*Written request*: Return the following lines word for word, beginning with the line that contains "green polo shirt" and continuing to the end of the records.
# start of Data listing
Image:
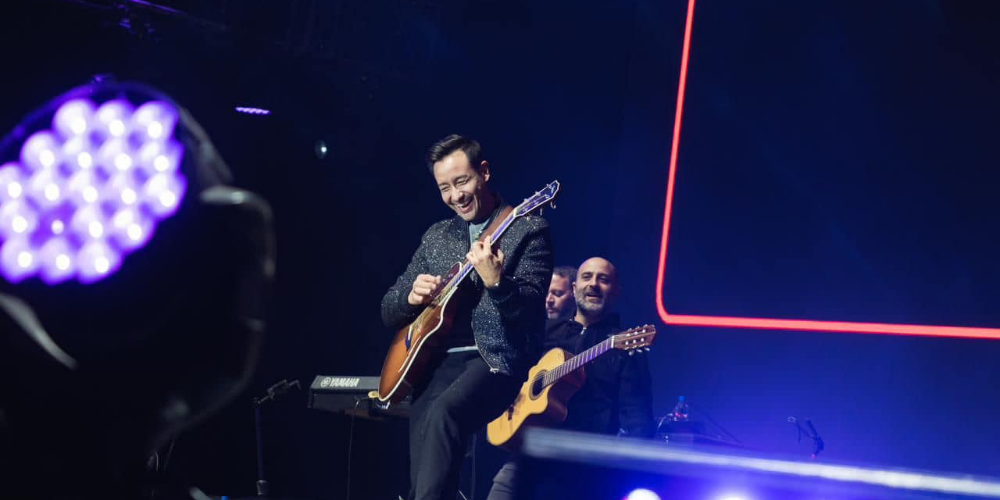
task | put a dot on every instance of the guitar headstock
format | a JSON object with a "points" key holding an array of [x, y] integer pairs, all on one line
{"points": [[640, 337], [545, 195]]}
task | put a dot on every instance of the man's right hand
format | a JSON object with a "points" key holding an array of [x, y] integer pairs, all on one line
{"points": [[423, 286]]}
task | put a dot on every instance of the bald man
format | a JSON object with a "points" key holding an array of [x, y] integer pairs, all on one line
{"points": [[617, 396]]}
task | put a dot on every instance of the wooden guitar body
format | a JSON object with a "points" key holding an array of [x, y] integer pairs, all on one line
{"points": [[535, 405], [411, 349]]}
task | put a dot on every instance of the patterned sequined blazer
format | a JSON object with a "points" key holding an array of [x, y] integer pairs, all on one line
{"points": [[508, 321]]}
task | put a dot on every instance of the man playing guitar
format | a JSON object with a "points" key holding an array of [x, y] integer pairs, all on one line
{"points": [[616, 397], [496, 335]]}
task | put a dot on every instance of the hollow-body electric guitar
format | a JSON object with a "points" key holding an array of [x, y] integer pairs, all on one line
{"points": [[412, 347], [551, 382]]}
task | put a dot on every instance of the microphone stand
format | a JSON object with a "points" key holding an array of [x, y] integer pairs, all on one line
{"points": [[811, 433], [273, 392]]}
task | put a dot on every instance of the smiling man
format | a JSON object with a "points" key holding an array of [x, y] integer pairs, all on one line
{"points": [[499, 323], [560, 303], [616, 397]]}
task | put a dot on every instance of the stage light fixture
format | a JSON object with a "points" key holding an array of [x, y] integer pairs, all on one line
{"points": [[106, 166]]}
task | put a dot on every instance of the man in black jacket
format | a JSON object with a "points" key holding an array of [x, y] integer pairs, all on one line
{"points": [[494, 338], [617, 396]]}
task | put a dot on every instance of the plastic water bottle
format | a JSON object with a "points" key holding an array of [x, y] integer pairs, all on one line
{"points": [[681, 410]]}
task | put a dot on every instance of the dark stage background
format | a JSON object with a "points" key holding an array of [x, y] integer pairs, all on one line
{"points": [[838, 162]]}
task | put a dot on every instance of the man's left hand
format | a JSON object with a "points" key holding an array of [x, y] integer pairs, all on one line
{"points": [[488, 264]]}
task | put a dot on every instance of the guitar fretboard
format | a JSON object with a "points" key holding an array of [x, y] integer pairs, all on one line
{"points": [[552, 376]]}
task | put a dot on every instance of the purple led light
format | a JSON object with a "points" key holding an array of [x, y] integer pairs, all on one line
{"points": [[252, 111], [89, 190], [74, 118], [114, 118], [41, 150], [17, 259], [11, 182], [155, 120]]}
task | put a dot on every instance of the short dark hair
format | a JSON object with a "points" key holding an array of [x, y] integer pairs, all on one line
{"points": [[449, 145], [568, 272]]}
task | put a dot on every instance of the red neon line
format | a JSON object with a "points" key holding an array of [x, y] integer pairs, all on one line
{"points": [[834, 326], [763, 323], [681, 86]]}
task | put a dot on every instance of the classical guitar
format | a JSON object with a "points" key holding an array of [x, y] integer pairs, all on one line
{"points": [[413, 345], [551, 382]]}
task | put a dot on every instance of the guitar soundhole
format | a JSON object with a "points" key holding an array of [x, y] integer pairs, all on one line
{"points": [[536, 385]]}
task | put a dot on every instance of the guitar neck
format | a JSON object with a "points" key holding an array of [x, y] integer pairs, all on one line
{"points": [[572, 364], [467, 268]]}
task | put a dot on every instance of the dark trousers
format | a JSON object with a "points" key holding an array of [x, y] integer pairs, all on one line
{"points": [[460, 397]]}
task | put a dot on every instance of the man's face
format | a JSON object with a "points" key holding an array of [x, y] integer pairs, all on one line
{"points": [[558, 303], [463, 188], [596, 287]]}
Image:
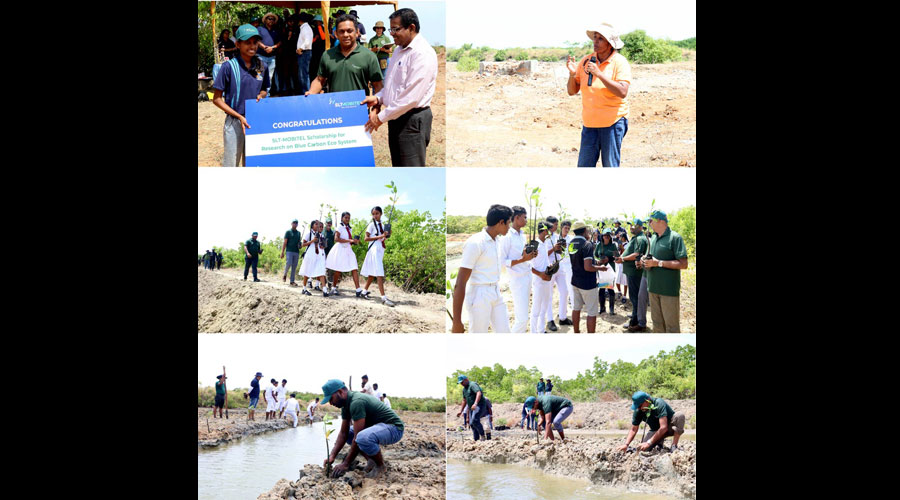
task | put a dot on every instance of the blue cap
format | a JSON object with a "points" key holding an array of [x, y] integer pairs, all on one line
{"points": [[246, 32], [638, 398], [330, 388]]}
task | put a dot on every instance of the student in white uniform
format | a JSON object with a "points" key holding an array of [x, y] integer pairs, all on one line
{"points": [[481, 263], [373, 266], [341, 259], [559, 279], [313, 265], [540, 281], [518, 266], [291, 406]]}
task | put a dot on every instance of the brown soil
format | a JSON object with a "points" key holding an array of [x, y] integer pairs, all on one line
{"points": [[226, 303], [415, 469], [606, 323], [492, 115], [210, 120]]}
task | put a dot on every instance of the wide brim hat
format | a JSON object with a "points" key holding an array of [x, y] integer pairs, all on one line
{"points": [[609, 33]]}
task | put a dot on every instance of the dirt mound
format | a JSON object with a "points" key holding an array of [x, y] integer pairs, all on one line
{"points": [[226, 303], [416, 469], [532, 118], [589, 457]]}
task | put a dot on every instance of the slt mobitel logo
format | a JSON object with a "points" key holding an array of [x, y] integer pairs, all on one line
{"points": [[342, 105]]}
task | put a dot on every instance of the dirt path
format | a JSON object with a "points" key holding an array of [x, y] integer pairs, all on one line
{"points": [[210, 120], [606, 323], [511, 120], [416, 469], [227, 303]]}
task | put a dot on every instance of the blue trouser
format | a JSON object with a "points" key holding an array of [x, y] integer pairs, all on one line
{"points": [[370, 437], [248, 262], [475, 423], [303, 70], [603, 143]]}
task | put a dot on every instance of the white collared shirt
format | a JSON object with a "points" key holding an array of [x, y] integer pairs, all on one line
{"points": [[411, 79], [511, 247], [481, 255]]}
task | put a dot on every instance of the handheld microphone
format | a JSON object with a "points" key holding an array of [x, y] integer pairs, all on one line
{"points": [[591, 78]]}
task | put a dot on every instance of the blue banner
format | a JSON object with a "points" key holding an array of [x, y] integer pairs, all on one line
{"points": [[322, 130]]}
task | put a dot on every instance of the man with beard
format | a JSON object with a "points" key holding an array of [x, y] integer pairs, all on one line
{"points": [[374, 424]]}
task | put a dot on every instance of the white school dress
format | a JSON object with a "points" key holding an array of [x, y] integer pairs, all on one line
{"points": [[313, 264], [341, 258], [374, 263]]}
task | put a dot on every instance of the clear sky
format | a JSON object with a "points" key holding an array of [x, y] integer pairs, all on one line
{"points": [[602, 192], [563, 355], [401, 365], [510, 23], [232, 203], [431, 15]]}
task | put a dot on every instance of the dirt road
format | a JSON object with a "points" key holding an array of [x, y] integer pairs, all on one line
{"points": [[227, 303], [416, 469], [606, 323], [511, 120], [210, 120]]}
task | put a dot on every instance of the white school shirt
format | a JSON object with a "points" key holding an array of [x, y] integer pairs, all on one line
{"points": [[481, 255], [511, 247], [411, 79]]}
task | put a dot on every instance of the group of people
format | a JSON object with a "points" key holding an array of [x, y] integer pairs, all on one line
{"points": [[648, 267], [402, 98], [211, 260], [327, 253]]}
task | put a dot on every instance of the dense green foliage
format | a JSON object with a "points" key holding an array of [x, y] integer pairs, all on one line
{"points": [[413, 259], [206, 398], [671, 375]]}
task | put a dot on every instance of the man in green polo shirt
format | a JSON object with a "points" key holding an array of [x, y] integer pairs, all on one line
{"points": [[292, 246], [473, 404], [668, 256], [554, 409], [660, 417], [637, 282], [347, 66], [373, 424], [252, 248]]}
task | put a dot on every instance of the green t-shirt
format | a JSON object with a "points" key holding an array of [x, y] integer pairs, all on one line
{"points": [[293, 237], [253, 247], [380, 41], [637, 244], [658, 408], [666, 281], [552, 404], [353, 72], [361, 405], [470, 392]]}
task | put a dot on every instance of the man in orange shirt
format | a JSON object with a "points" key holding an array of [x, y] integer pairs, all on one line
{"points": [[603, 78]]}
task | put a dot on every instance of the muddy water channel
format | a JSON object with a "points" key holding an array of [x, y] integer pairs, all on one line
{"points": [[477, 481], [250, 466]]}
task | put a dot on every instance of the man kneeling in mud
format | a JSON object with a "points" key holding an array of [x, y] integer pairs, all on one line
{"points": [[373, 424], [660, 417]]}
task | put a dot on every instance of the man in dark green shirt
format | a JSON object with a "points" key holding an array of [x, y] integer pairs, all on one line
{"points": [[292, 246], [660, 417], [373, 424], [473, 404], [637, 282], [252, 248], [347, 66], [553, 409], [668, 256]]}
# end of Data listing
*Correct result*:
task | put a dot on every instance of the man in green polo shirt
format | a JSON object with a "points" key holding an array of [x, y] integer pairs, all on one line
{"points": [[292, 246], [473, 404], [668, 256], [554, 409], [660, 417], [637, 282], [347, 66], [373, 424], [252, 248]]}
task | put a dot on every instance of the green t-shirt
format | a JSON object with a "points" key holding an array of [x, y] integer pairs, all on one line
{"points": [[293, 237], [253, 247], [380, 41], [637, 244], [658, 408], [666, 281], [552, 404], [353, 72], [361, 405], [470, 392]]}
task | put a dot on every instance of the man in orange shirt
format | a JSON object with a "points" key holding an array of [x, y] integer pairs, all on one line
{"points": [[603, 78]]}
task | put a dot on every instance of the muddy water channel
format | a JSON object with a "points" key holding an array of [x, y] integer pairs, all on one line
{"points": [[477, 481], [250, 466]]}
task | put a dot on every instance of the man kneeling in mud
format | a JSON object with a "points" key holding an array of [x, y] integer pairs, all on one line
{"points": [[373, 424], [660, 417]]}
task | put a dot on every instance of the man in dark green shirt
format | a JSON object with a "points" key holding an array of [x, y] integer pairs, all on one line
{"points": [[292, 246], [660, 417], [373, 424], [473, 404], [637, 282], [252, 248], [347, 66], [553, 409], [668, 256]]}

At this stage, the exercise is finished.